WHAT YOU ARE ASKED TO DO:
Copy each of the entries below word for word, omitting the pictures from your answer.

>> BEGIN INFORMATION SUPPLIED

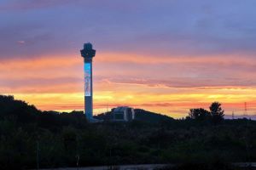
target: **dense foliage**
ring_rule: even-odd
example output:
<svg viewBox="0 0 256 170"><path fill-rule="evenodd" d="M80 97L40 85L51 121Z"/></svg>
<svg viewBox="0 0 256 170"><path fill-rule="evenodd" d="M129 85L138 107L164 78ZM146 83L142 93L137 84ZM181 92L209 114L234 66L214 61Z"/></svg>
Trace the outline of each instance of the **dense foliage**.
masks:
<svg viewBox="0 0 256 170"><path fill-rule="evenodd" d="M1 169L256 162L254 121L215 123L136 112L132 122L88 123L80 111L41 111L0 96Z"/></svg>

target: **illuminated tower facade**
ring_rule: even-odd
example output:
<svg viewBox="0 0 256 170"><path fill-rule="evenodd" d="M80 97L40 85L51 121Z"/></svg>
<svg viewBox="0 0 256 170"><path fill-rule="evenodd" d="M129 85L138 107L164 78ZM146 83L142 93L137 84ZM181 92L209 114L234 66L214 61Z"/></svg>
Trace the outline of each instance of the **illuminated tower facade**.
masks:
<svg viewBox="0 0 256 170"><path fill-rule="evenodd" d="M89 121L93 117L93 94L92 94L92 59L95 56L96 50L92 48L92 44L88 42L84 44L84 49L80 50L84 58L84 113Z"/></svg>

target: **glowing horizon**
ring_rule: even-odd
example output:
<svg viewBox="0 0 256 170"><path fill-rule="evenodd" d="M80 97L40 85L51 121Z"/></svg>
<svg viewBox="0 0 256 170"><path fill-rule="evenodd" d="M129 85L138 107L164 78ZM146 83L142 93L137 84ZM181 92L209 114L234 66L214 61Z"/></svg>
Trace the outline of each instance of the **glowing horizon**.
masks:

>> END INFORMATION SUPPLIED

THE ANSWER:
target: **dense foliage**
ring_rule: even-odd
example output:
<svg viewBox="0 0 256 170"><path fill-rule="evenodd" d="M80 97L40 85L51 121Z"/></svg>
<svg viewBox="0 0 256 170"><path fill-rule="evenodd" d="M129 85L138 107L164 78ZM146 83L142 93L137 84ZM181 92L209 114L234 66L214 61Z"/></svg>
Trace the outline of each instance of the **dense foliage**.
masks:
<svg viewBox="0 0 256 170"><path fill-rule="evenodd" d="M1 169L256 162L254 121L215 123L136 112L132 122L88 123L80 111L41 111L0 96Z"/></svg>

target: **illuminated tower facade**
ring_rule: even-odd
example output:
<svg viewBox="0 0 256 170"><path fill-rule="evenodd" d="M80 97L40 85L51 121Z"/></svg>
<svg viewBox="0 0 256 170"><path fill-rule="evenodd" d="M129 85L138 107L164 78ZM146 83L142 93L137 84ZM181 92L209 114L234 66L214 61Z"/></svg>
Trace the outline of each instance of the **illuminated tower facade**.
masks:
<svg viewBox="0 0 256 170"><path fill-rule="evenodd" d="M89 121L93 117L93 94L92 94L92 59L95 56L96 50L92 48L92 44L88 42L84 44L84 49L80 50L84 58L84 113Z"/></svg>

target: **glowing horizon**
ring_rule: even-odd
example output:
<svg viewBox="0 0 256 170"><path fill-rule="evenodd" d="M80 97L40 85L51 121Z"/></svg>
<svg viewBox="0 0 256 170"><path fill-rule="evenodd" d="M129 85L138 107L164 78ZM146 83L142 93L137 84ZM181 92L209 114L234 66L214 61Z"/></svg>
Trace the outline of each instance of the **glowing horizon**.
masks:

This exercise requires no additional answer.